> **To do**
Format the records as a numbered list from their start up to and including the line containing "positive clicks: (43, 139) (30, 95)", omitting blank lines and leaving out the pictures.
****
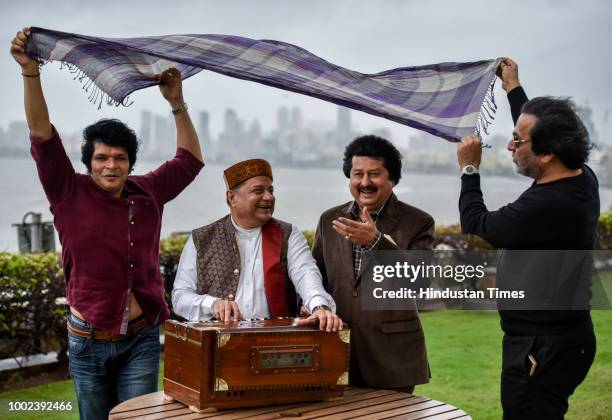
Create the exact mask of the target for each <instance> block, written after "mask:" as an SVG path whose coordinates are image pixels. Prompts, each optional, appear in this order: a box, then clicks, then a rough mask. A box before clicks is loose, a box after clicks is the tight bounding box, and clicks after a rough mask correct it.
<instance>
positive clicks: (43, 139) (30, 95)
mask: <svg viewBox="0 0 612 420" xmlns="http://www.w3.org/2000/svg"><path fill="white" fill-rule="evenodd" d="M29 36H30V28H23V29H22V30H21V31H19V32H17V35H15V38H13V41H12V42H11V55H12V56H13V58H14V59H15V61H16V62H17V64H19V65H20V66H21V75H22V78H23V97H24V105H25V113H26V119H27V122H28V127H29V129H30V134H31V135H33V136H34V137H37V138H40V139H42V140H50V139H51V138H52V137H53V129H52V127H51V121H50V120H49V111H48V110H47V103H46V102H45V97H44V95H43V91H42V86H41V83H40V70H39V68H38V62H37V61H36V60H34V59H33V58H31V57H29V56H28V55H26V53H25V47H26V44H27V42H28V37H29Z"/></svg>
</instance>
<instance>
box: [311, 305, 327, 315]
mask: <svg viewBox="0 0 612 420" xmlns="http://www.w3.org/2000/svg"><path fill="white" fill-rule="evenodd" d="M319 309H323V310H324V311H330V312H331V308H330V307H329V306H327V305H319V306H315V307H314V308H312V312H311V314H314V313H315V311H317V310H319Z"/></svg>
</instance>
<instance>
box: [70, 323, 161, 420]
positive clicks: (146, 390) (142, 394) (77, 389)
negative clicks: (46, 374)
mask: <svg viewBox="0 0 612 420" xmlns="http://www.w3.org/2000/svg"><path fill="white" fill-rule="evenodd" d="M68 322H70V323H71V324H72V325H74V326H75V327H78V328H80V329H86V330H91V328H92V327H91V326H90V325H89V324H88V323H86V322H85V321H83V320H81V319H79V318H77V317H75V316H73V315H72V314H69V315H68ZM68 352H69V353H68V360H69V361H70V374H71V376H72V379H73V381H74V388H75V390H76V394H77V399H78V402H79V415H80V418H81V419H83V420H91V419H107V418H108V413H109V411H110V410H111V409H112V408H113V407H114V406H115V405H117V404H119V403H121V402H123V401H125V400H128V399H130V398H134V397H137V396H139V395H143V394H148V393H151V392H156V391H157V378H158V375H159V357H160V345H159V327H152V326H150V325H147V326H145V327H144V328H143V329H142V330H140V331H139V332H138V333H136V334H133V335H131V336H129V337H126V338H125V339H123V340H121V341H115V342H113V341H109V340H95V339H88V338H84V337H81V336H78V335H76V334H73V333H72V332H70V331H68Z"/></svg>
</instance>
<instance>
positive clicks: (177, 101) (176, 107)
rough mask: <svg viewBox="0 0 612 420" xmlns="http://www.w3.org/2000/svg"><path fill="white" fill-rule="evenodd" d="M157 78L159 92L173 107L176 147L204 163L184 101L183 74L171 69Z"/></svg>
mask: <svg viewBox="0 0 612 420" xmlns="http://www.w3.org/2000/svg"><path fill="white" fill-rule="evenodd" d="M156 78H157V80H158V81H159V90H160V91H161V93H162V95H163V97H164V98H165V99H166V100H167V101H168V103H170V106H171V107H172V113H173V114H174V123H175V124H176V146H177V147H180V148H182V149H185V150H187V151H189V152H190V153H191V154H192V155H194V156H195V157H196V158H198V159H199V160H200V162H203V161H204V160H203V158H202V151H201V150H200V142H199V140H198V135H197V133H196V130H195V128H194V126H193V123H192V122H191V118H190V117H189V113H188V112H187V106H186V105H185V101H184V100H183V82H182V80H181V73H180V72H179V71H178V70H177V69H176V68H170V69H168V70H165V71H164V72H162V73H161V74H158V75H156Z"/></svg>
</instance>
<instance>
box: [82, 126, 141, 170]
mask: <svg viewBox="0 0 612 420" xmlns="http://www.w3.org/2000/svg"><path fill="white" fill-rule="evenodd" d="M95 143H104V144H106V145H108V146H113V147H124V148H125V149H126V150H127V152H128V159H129V161H130V172H132V169H133V168H134V164H135V163H136V154H137V153H138V139H137V138H136V133H134V130H132V129H131V128H129V127H128V126H127V125H125V124H124V123H122V122H121V121H119V120H117V119H114V118H105V119H101V120H99V121H96V122H95V123H93V124H91V125H88V126H87V127H85V129H84V130H83V143H82V144H81V162H83V164H84V165H85V166H86V167H87V172H89V173H91V157H92V155H93V152H94V149H95Z"/></svg>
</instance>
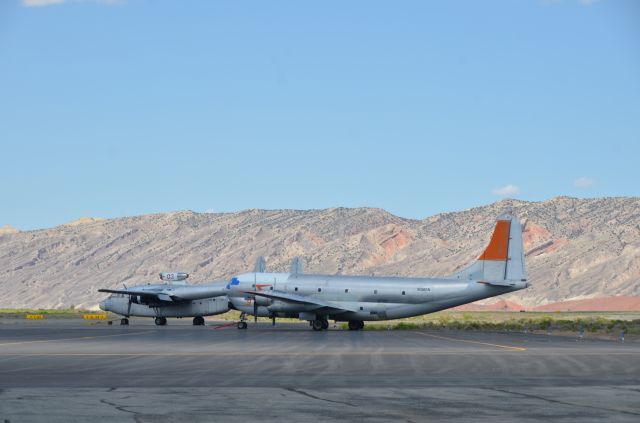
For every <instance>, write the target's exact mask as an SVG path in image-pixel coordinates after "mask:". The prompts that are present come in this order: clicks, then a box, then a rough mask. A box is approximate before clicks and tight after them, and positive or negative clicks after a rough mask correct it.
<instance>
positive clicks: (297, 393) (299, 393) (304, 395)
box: [283, 388, 358, 408]
mask: <svg viewBox="0 0 640 423" xmlns="http://www.w3.org/2000/svg"><path fill="white" fill-rule="evenodd" d="M283 389H284V390H285V391H290V392H294V393H296V394H299V395H303V396H305V397H309V398H312V399H315V400H319V401H326V402H332V403H334V404H342V405H348V406H349V407H356V408H357V407H358V406H357V405H355V404H351V403H348V402H343V401H335V400H330V399H326V398H321V397H317V396H315V395H312V394H310V393H308V392H305V391H302V390H298V389H295V388H283Z"/></svg>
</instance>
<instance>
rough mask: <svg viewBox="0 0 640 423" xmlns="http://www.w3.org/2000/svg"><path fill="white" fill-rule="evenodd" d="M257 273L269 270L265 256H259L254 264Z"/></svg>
mask: <svg viewBox="0 0 640 423" xmlns="http://www.w3.org/2000/svg"><path fill="white" fill-rule="evenodd" d="M253 271H254V272H255V273H264V272H266V271H267V263H266V262H265V261H264V257H262V256H259V257H258V258H257V259H256V264H255V265H254V266H253Z"/></svg>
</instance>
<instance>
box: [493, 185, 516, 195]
mask: <svg viewBox="0 0 640 423" xmlns="http://www.w3.org/2000/svg"><path fill="white" fill-rule="evenodd" d="M491 193H492V194H493V195H499V196H500V197H508V196H510V195H516V194H520V188H518V187H517V186H515V185H512V184H509V185H505V186H503V187H500V188H496V189H494V190H493V191H491Z"/></svg>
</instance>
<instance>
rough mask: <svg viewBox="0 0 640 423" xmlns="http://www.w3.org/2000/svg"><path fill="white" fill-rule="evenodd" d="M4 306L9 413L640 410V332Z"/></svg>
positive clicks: (118, 419) (588, 411)
mask: <svg viewBox="0 0 640 423" xmlns="http://www.w3.org/2000/svg"><path fill="white" fill-rule="evenodd" d="M189 323H190V321H189V320H186V319H185V320H176V319H170V320H169V325H167V326H164V327H158V326H154V325H153V323H152V322H151V321H150V320H145V319H132V321H131V325H130V326H119V325H113V326H107V325H106V324H105V323H104V322H101V323H98V324H89V323H86V322H83V321H77V320H69V319H60V320H45V321H33V322H32V321H28V322H27V321H22V320H10V319H0V421H4V422H5V423H6V422H25V421H26V422H31V421H45V420H46V421H48V422H73V421H83V422H84V421H89V420H97V419H99V420H100V421H130V422H134V421H135V422H146V421H177V420H180V421H189V422H190V423H193V422H200V421H203V422H205V421H207V422H209V421H226V422H247V421H251V420H259V421H261V422H262V421H276V420H277V421H282V420H284V419H286V420H290V421H296V422H306V421H313V422H325V421H327V422H329V421H368V422H371V421H372V422H378V421H380V422H382V421H405V422H420V421H452V420H453V421H461V422H478V421H491V422H503V421H504V422H511V421H516V420H517V421H519V422H533V421H554V422H585V421H609V422H638V421H640V343H638V342H626V343H622V342H614V341H602V340H591V339H588V335H587V337H586V339H577V338H573V337H558V336H548V335H544V334H525V333H490V332H462V331H404V330H403V331H357V332H352V331H347V330H341V329H339V328H334V327H333V325H332V327H331V328H330V329H329V330H328V331H323V332H314V331H312V330H311V329H310V328H309V326H308V325H306V324H304V323H303V324H285V323H282V324H281V323H278V324H277V325H276V326H275V327H272V326H271V324H268V323H258V324H253V322H249V329H247V330H238V329H236V328H235V326H227V327H224V326H220V325H221V323H219V322H217V323H214V322H208V323H207V326H204V327H194V326H190V325H189Z"/></svg>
****
> **Exercise solution**
1. Create the exact mask of the target for each <instance> block, written after "mask:" as an SVG path whose coordinates are image pixels. Prompts, each optional, appear in this order: a box, then clicks, then a rough mask. A box before clicks is loose, a box after clicks is the tight bounding box, and clicks after a rough mask correct it.
2. <instance>
3. positive clicks: (43, 139) (30, 95)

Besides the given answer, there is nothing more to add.